# 原始数据
^^^^

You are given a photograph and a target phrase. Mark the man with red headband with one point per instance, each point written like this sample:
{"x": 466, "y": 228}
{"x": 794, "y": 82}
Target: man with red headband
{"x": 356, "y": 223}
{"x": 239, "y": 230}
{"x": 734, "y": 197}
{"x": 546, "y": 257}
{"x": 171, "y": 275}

^^^^

# 要做什么
能否把以上所有行重写一遍，把其中的“red headband”都改成“blue headband”，其余内容一字不动？

# 任务输出
You are given a photograph and a target phrase. Mark the man with blue headband with one point per instance, each point written like this sample:
{"x": 466, "y": 228}
{"x": 794, "y": 82}
Target: man with blue headband
{"x": 356, "y": 223}
{"x": 239, "y": 230}
{"x": 734, "y": 197}
{"x": 546, "y": 257}
{"x": 171, "y": 275}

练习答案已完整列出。